Si riporta di seguito una circolare del Consigliere
incaricato del Dicastero dell'Interno riguardante la
sicurezza delle strade; circolare che Nicola de Luca,
Governatore del Molise, trasmise agli Intendenti, ai
Sindaci, ai Capitani dei carabinieri e ai Comandanti delle
Guardie Nazionali della provincia di Campobasso in data 30
gennaio 1861:
"Il Consigliere incaricato del Dicastero dell'Interno
in data 26 cadente mese (gennaio 1861) mi dirige (è Luca
che scrive) un foglio così concepito: Il commercio dei
grani nell'interno della provincia soffre impedimento e
spese assai gravi per la poco sicurezza delle strade; ed è
perciò d'interesse pubblico il trovare modo come poter
agevolare e rendere sicuri ad un tempo i trasporti di tali
derrate.
━━━━━━━━━━━━━━━━━━━━━━━━━━━━━━
### ESERCIZI PROPOSTI:
a) Rispondi alle domande sul brano sulla sicurezza delle strade:
(i) Chi trasmise la circolare e quale carica ricopriva?
(ii) In quale data la circolare fu trasmessa?
(iii) Quale commercio, secondo il foglio citato, incontrava impedimento e spese gravi?
b) Scrivi il seguito del brano sulla sicurezza delle strade, partendo dopo l'ultima frase riportata.

Elementi di annotazione delle regioni:
━━━━━━━━━━━━━━━━━━━━━━━━━━━━━━
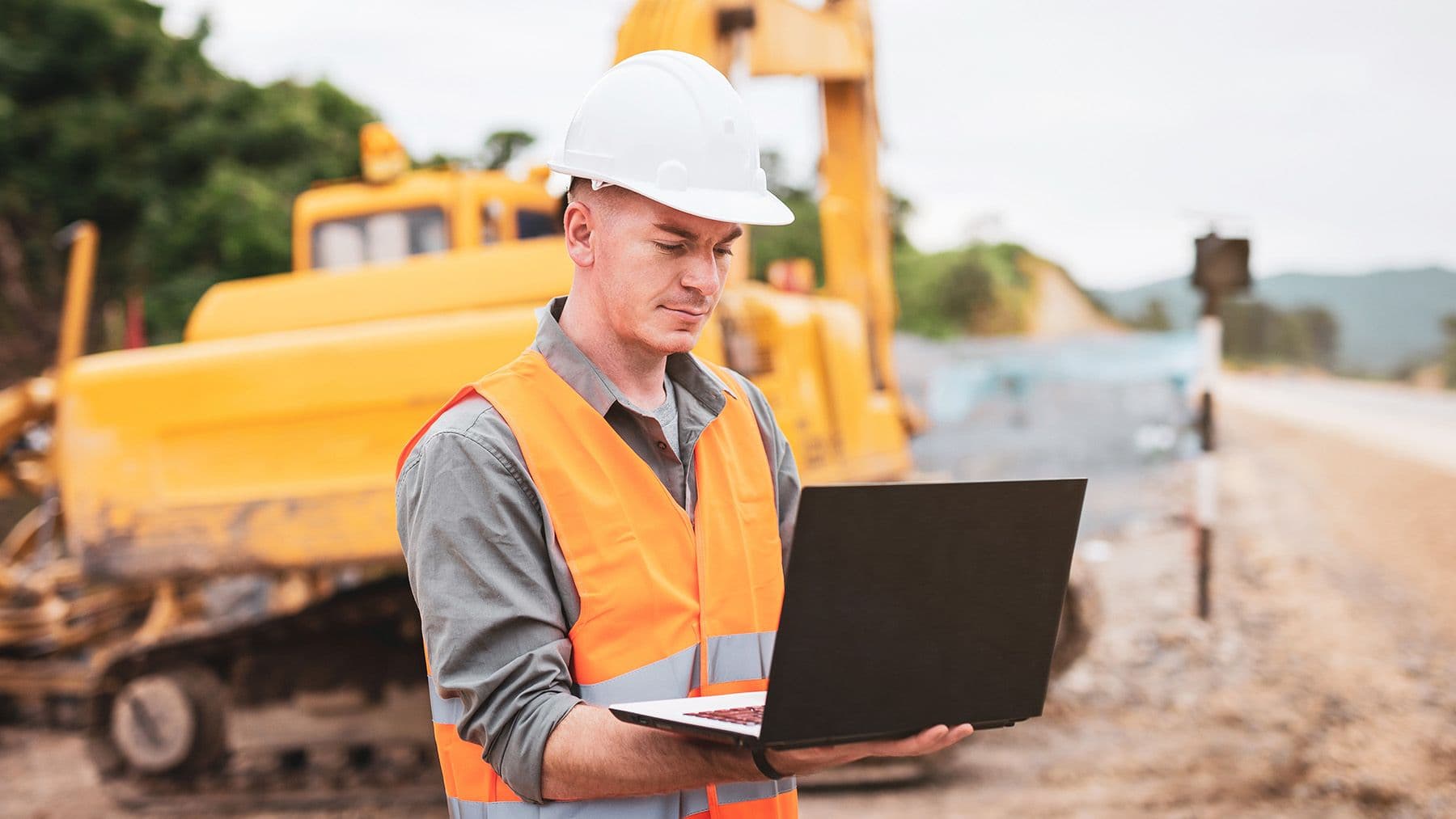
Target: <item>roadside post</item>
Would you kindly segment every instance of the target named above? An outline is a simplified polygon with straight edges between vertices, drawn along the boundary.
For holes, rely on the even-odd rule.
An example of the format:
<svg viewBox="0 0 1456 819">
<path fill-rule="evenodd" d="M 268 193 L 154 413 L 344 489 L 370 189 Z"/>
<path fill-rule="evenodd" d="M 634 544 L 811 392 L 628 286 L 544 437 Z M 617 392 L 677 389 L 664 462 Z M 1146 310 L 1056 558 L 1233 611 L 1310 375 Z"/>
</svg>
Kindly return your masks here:
<svg viewBox="0 0 1456 819">
<path fill-rule="evenodd" d="M 1223 364 L 1223 298 L 1249 288 L 1249 240 L 1227 239 L 1210 230 L 1194 240 L 1192 285 L 1203 291 L 1198 317 L 1198 438 L 1201 448 L 1194 487 L 1194 554 L 1197 560 L 1197 614 L 1208 620 L 1208 579 L 1213 573 L 1213 525 L 1217 519 L 1219 470 L 1214 461 L 1213 406 Z"/>
</svg>

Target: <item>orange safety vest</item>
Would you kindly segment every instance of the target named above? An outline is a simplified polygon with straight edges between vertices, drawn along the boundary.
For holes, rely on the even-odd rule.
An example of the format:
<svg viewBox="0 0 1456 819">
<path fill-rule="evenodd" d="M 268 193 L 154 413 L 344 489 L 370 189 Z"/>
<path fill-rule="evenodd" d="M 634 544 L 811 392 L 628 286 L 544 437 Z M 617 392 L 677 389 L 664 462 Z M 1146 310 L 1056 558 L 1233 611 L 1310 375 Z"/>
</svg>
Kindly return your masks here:
<svg viewBox="0 0 1456 819">
<path fill-rule="evenodd" d="M 594 706 L 767 685 L 783 599 L 773 474 L 747 397 L 735 391 L 727 371 L 709 367 L 728 387 L 722 413 L 693 450 L 693 519 L 536 351 L 463 387 L 399 457 L 396 477 L 435 418 L 472 393 L 501 413 L 545 499 L 581 598 L 581 614 L 568 634 L 572 679 L 578 695 Z M 432 678 L 430 697 L 456 818 L 798 815 L 794 777 L 536 806 L 507 787 L 485 762 L 480 745 L 460 739 L 460 701 L 443 697 Z"/>
</svg>

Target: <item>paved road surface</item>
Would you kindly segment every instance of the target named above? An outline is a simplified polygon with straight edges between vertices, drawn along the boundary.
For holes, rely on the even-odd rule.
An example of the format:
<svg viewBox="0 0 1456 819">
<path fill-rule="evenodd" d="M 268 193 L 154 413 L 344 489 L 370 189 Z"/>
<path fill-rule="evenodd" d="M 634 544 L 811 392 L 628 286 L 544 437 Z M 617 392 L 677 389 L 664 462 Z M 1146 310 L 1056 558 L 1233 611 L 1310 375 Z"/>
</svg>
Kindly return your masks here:
<svg viewBox="0 0 1456 819">
<path fill-rule="evenodd" d="M 1456 391 L 1338 378 L 1224 375 L 1224 404 L 1456 473 Z"/>
</svg>

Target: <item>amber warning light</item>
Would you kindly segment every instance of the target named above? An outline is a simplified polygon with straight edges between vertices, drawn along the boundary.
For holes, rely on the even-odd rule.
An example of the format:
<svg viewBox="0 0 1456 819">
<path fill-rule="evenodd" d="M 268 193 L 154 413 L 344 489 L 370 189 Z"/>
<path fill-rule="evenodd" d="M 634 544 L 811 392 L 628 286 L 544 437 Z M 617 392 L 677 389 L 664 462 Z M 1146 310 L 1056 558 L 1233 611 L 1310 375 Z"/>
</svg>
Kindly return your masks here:
<svg viewBox="0 0 1456 819">
<path fill-rule="evenodd" d="M 409 169 L 409 154 L 383 122 L 370 122 L 360 129 L 360 166 L 365 182 L 393 182 Z"/>
</svg>

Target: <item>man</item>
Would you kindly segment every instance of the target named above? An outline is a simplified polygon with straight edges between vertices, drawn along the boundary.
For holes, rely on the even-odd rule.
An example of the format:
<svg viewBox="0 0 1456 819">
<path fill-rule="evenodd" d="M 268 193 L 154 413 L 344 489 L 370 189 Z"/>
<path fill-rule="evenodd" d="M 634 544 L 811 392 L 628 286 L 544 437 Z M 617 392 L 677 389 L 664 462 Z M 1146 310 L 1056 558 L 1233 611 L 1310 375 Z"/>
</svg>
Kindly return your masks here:
<svg viewBox="0 0 1456 819">
<path fill-rule="evenodd" d="M 968 735 L 750 755 L 603 707 L 766 684 L 798 473 L 763 393 L 689 351 L 740 223 L 792 215 L 743 100 L 676 51 L 613 67 L 550 164 L 571 292 L 396 486 L 451 815 L 794 816 L 795 774 Z"/>
</svg>

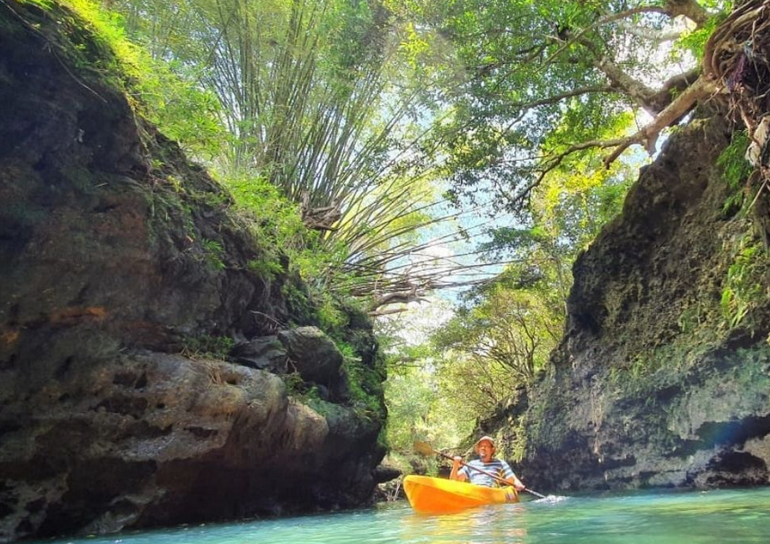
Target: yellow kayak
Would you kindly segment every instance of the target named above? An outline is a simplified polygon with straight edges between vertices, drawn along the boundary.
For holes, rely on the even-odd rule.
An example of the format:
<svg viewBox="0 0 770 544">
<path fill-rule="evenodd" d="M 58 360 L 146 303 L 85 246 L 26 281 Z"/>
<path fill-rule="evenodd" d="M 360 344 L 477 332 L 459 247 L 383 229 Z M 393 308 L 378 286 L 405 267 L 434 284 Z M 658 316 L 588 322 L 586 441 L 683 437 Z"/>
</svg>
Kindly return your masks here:
<svg viewBox="0 0 770 544">
<path fill-rule="evenodd" d="M 518 503 L 513 487 L 486 487 L 429 476 L 407 476 L 403 491 L 409 504 L 424 513 L 448 513 L 483 505 Z"/>
</svg>

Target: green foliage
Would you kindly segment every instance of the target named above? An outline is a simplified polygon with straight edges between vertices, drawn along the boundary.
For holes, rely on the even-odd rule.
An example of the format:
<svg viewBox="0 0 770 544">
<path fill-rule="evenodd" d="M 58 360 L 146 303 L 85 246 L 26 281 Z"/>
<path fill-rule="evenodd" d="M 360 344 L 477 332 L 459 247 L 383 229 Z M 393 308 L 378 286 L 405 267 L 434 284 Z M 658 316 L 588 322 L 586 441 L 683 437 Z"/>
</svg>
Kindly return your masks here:
<svg viewBox="0 0 770 544">
<path fill-rule="evenodd" d="M 221 113 L 214 95 L 203 91 L 194 78 L 173 71 L 165 62 L 153 59 L 126 38 L 123 21 L 93 0 L 64 0 L 90 25 L 98 39 L 114 52 L 119 65 L 89 63 L 111 75 L 133 105 L 172 139 L 193 154 L 211 158 L 226 135 L 217 117 Z"/>
<path fill-rule="evenodd" d="M 342 369 L 348 380 L 350 403 L 362 417 L 385 421 L 385 412 L 382 403 L 382 384 L 375 369 L 361 363 L 352 346 L 338 341 L 337 347 L 342 352 Z"/>
<path fill-rule="evenodd" d="M 730 329 L 738 327 L 752 310 L 768 300 L 767 257 L 763 243 L 750 234 L 742 236 L 736 244 L 721 301 L 722 315 Z"/>
<path fill-rule="evenodd" d="M 473 430 L 473 417 L 464 411 L 458 413 L 462 405 L 440 390 L 438 376 L 429 365 L 391 372 L 385 382 L 385 398 L 388 443 L 406 459 L 413 454 L 415 441 L 451 447 Z"/>
<path fill-rule="evenodd" d="M 721 168 L 730 189 L 742 188 L 751 173 L 751 165 L 746 160 L 746 150 L 750 143 L 746 130 L 737 130 L 732 134 L 730 145 L 717 158 L 716 163 Z"/>
<path fill-rule="evenodd" d="M 675 61 L 681 60 L 682 54 L 686 52 L 693 56 L 698 62 L 704 58 L 704 48 L 706 41 L 714 31 L 717 25 L 721 22 L 730 13 L 731 7 L 724 9 L 718 13 L 709 17 L 706 23 L 699 29 L 685 32 L 677 41 L 671 49 L 672 57 Z"/>
<path fill-rule="evenodd" d="M 216 240 L 203 240 L 200 245 L 203 247 L 204 259 L 211 268 L 217 270 L 224 270 L 226 268 L 223 260 L 225 248 L 222 242 Z"/>
<path fill-rule="evenodd" d="M 185 337 L 182 342 L 181 354 L 191 359 L 225 359 L 230 354 L 235 343 L 235 340 L 230 337 L 209 335 Z"/>
</svg>

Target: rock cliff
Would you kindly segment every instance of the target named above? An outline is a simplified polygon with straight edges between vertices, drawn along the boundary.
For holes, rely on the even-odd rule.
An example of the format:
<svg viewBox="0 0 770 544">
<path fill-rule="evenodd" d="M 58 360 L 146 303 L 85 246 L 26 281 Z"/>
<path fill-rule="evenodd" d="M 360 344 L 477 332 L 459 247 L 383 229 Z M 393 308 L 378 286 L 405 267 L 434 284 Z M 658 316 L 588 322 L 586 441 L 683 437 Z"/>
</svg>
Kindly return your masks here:
<svg viewBox="0 0 770 544">
<path fill-rule="evenodd" d="M 341 333 L 365 406 L 301 282 L 249 266 L 229 197 L 110 57 L 64 8 L 0 5 L 0 541 L 360 505 L 370 324 Z"/>
<path fill-rule="evenodd" d="M 532 487 L 768 483 L 766 195 L 734 205 L 732 134 L 721 115 L 680 127 L 575 263 L 551 368 L 484 424 Z"/>
</svg>

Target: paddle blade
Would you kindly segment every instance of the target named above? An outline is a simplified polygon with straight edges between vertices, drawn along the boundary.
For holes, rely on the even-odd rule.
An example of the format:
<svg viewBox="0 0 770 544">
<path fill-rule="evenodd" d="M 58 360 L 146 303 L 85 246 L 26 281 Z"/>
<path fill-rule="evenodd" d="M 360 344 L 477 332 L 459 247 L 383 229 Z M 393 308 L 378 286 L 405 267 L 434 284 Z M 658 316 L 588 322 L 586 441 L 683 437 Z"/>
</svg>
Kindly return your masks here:
<svg viewBox="0 0 770 544">
<path fill-rule="evenodd" d="M 420 453 L 422 456 L 429 456 L 435 454 L 433 448 L 427 442 L 414 442 L 414 451 Z"/>
</svg>

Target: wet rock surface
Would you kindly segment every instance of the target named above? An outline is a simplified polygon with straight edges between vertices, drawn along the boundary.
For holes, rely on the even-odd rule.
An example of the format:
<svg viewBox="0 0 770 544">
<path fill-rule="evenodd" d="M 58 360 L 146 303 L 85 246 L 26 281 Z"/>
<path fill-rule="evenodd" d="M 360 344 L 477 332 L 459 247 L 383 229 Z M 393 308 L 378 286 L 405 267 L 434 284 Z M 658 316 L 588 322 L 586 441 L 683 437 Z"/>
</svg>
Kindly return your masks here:
<svg viewBox="0 0 770 544">
<path fill-rule="evenodd" d="M 303 286 L 250 271 L 261 252 L 227 195 L 71 64 L 74 36 L 109 54 L 76 17 L 11 6 L 0 9 L 0 541 L 368 500 L 381 420 L 341 394 L 306 406 L 280 377 L 291 357 L 307 380 L 344 389 L 341 357 L 333 379 L 303 358 L 331 353 L 320 330 L 303 355 L 278 339 L 277 323 L 314 324 L 282 294 Z M 373 367 L 369 324 L 349 334 Z M 212 355 L 227 338 L 240 338 L 230 356 Z"/>
<path fill-rule="evenodd" d="M 725 205 L 730 134 L 718 116 L 680 128 L 575 263 L 553 367 L 494 425 L 523 422 L 534 488 L 770 482 L 770 306 L 731 325 L 721 303 L 738 241 L 757 240 Z"/>
</svg>

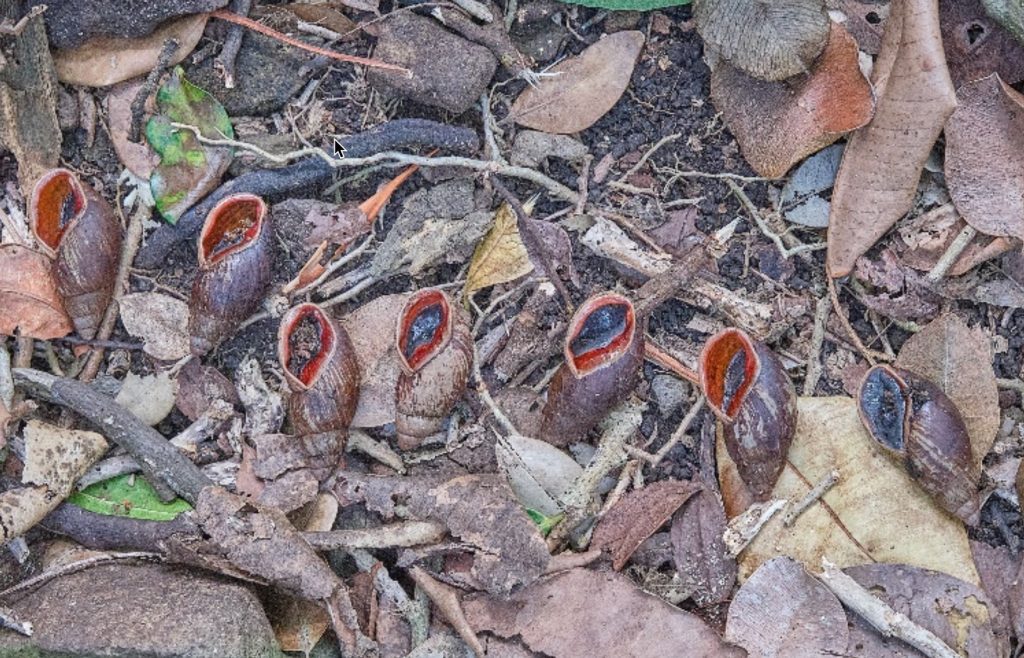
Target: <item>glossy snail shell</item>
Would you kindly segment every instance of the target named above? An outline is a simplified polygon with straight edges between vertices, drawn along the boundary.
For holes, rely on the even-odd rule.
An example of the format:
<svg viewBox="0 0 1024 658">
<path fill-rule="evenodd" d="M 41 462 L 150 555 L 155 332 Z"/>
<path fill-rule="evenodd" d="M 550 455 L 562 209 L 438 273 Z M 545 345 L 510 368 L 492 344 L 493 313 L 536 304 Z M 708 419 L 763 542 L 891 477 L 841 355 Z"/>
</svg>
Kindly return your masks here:
<svg viewBox="0 0 1024 658">
<path fill-rule="evenodd" d="M 414 294 L 398 316 L 395 388 L 398 447 L 416 448 L 436 434 L 466 391 L 473 362 L 469 320 L 438 289 Z"/>
<path fill-rule="evenodd" d="M 84 339 L 96 336 L 114 297 L 121 223 L 114 209 L 67 169 L 43 175 L 29 200 L 32 231 L 53 257 L 65 309 Z"/>
<path fill-rule="evenodd" d="M 565 362 L 548 387 L 540 438 L 559 446 L 584 440 L 639 384 L 643 343 L 629 299 L 603 293 L 584 302 L 565 333 Z"/>
<path fill-rule="evenodd" d="M 797 431 L 797 390 L 767 345 L 726 328 L 705 343 L 700 386 L 722 421 L 729 455 L 757 500 L 766 500 Z"/>
<path fill-rule="evenodd" d="M 259 308 L 270 286 L 272 232 L 266 204 L 255 194 L 227 196 L 207 215 L 188 316 L 197 356 L 231 336 Z"/>
<path fill-rule="evenodd" d="M 359 400 L 359 366 L 344 327 L 319 306 L 299 304 L 281 319 L 278 359 L 292 391 L 293 432 L 344 435 Z"/>
</svg>

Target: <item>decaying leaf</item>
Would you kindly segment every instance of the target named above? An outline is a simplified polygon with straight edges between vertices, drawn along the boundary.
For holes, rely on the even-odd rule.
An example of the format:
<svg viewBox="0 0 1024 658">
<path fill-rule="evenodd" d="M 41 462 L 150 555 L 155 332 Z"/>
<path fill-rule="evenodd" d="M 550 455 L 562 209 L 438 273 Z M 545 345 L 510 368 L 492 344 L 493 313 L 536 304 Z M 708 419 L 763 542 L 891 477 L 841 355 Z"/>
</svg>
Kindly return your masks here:
<svg viewBox="0 0 1024 658">
<path fill-rule="evenodd" d="M 575 57 L 552 67 L 536 87 L 512 104 L 509 118 L 550 133 L 585 130 L 603 117 L 626 91 L 643 48 L 642 32 L 608 35 Z"/>
<path fill-rule="evenodd" d="M 660 480 L 624 495 L 601 519 L 592 549 L 611 554 L 612 566 L 626 566 L 633 552 L 672 518 L 700 485 L 688 480 Z"/>
<path fill-rule="evenodd" d="M 833 191 L 826 264 L 836 277 L 910 210 L 956 107 L 935 0 L 893 0 L 871 82 L 874 118 L 850 137 Z"/>
<path fill-rule="evenodd" d="M 758 567 L 733 598 L 725 624 L 725 639 L 750 658 L 841 656 L 848 635 L 843 604 L 790 558 Z"/>
<path fill-rule="evenodd" d="M 743 578 L 762 563 L 790 556 L 812 568 L 899 562 L 978 582 L 964 524 L 943 512 L 902 467 L 872 444 L 846 397 L 801 398 L 797 435 L 772 497 L 800 500 L 831 470 L 839 482 L 790 527 L 776 515 L 740 555 Z M 726 513 L 742 512 L 741 486 L 723 442 L 719 479 Z"/>
<path fill-rule="evenodd" d="M 810 71 L 828 40 L 822 0 L 694 0 L 705 47 L 761 80 Z"/>
<path fill-rule="evenodd" d="M 173 361 L 190 353 L 187 304 L 161 293 L 132 293 L 119 304 L 125 331 L 142 339 L 146 354 Z"/>
<path fill-rule="evenodd" d="M 72 333 L 53 261 L 20 245 L 0 245 L 0 335 L 42 340 Z"/>
<path fill-rule="evenodd" d="M 707 1 L 707 0 L 706 0 Z M 720 61 L 711 97 L 761 176 L 778 178 L 795 164 L 871 119 L 874 98 L 857 63 L 857 43 L 839 24 L 808 76 L 758 80 Z"/>
<path fill-rule="evenodd" d="M 572 569 L 508 600 L 481 595 L 467 597 L 463 604 L 474 629 L 519 635 L 532 651 L 551 658 L 745 655 L 695 615 L 642 591 L 617 573 Z"/>
<path fill-rule="evenodd" d="M 999 392 L 988 335 L 946 313 L 903 344 L 896 365 L 931 380 L 956 404 L 980 468 L 999 429 Z"/>
<path fill-rule="evenodd" d="M 534 270 L 529 255 L 519 236 L 519 222 L 515 211 L 503 203 L 495 213 L 495 223 L 476 246 L 466 272 L 463 295 L 514 281 Z"/>
<path fill-rule="evenodd" d="M 946 182 L 964 220 L 1024 237 L 1024 95 L 997 75 L 959 88 L 946 123 Z"/>
</svg>

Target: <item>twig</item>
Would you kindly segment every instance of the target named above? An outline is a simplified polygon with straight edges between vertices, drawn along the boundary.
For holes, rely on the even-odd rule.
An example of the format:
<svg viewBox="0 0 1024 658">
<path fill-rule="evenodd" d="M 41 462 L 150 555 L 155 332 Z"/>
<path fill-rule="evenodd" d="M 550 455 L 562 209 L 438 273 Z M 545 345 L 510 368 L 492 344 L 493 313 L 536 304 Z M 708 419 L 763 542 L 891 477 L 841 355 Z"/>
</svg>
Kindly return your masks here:
<svg viewBox="0 0 1024 658">
<path fill-rule="evenodd" d="M 961 658 L 935 633 L 923 628 L 901 612 L 871 595 L 856 580 L 840 571 L 827 558 L 821 558 L 818 579 L 844 606 L 860 615 L 886 638 L 898 638 L 929 658 Z"/>
</svg>

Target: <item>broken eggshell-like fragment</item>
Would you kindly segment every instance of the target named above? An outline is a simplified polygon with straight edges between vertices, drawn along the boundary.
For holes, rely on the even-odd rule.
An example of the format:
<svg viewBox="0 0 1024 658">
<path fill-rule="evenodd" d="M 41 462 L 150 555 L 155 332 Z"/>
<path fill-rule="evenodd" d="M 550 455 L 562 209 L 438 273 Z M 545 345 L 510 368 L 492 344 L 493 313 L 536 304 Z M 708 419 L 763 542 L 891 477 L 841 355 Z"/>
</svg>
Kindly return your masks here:
<svg viewBox="0 0 1024 658">
<path fill-rule="evenodd" d="M 874 444 L 942 509 L 977 521 L 982 497 L 971 437 L 942 389 L 909 370 L 876 365 L 860 383 L 857 410 Z"/>
<path fill-rule="evenodd" d="M 270 286 L 272 233 L 266 204 L 255 194 L 227 196 L 207 215 L 188 305 L 188 337 L 197 356 L 231 336 L 259 308 Z"/>
<path fill-rule="evenodd" d="M 797 391 L 767 345 L 726 328 L 705 343 L 700 386 L 755 499 L 771 495 L 797 431 Z"/>
<path fill-rule="evenodd" d="M 591 297 L 565 334 L 565 362 L 548 387 L 540 438 L 558 446 L 582 441 L 640 382 L 643 327 L 633 303 L 616 293 Z"/>
<path fill-rule="evenodd" d="M 29 221 L 53 272 L 65 309 L 84 339 L 96 336 L 114 297 L 122 232 L 114 209 L 67 169 L 44 174 L 29 200 Z"/>
<path fill-rule="evenodd" d="M 292 431 L 344 439 L 359 400 L 359 366 L 345 330 L 319 306 L 299 304 L 281 319 L 278 360 L 292 391 Z"/>
<path fill-rule="evenodd" d="M 438 289 L 422 290 L 398 316 L 395 387 L 398 447 L 411 450 L 436 434 L 466 391 L 473 360 L 469 320 Z"/>
</svg>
━━━━━━━━━━━━━━━━━━━━━━━━━━━━━━
### SOLUZIONI:
a)
(i) Nicola de Luca, Governatore del Molise.
(ii) Il 30 gennaio 1861.
(iii) Il commercio dei grani nell'interno della provincia.

b)
Ond'è che giova alleviare i consumatori; nelle presenti
penurie dell'aumento di prezzo che deriva dalle spese pel
sicuro trasporto del genere.
Epperò La prego Signor Governatore di disporre all'arrivo
della presente che chiunque abbia bisogno di scorta per
trasportare grano, granone, orzo ed avena da un mercato ad
un altro, o da un paese ad un altro, in tutto l'ambito
territoriale delle Province né faccia richiesta a Lei, agli
Intendenti ed ai sindaci dei luoghi da dove debbano partire
le derrate.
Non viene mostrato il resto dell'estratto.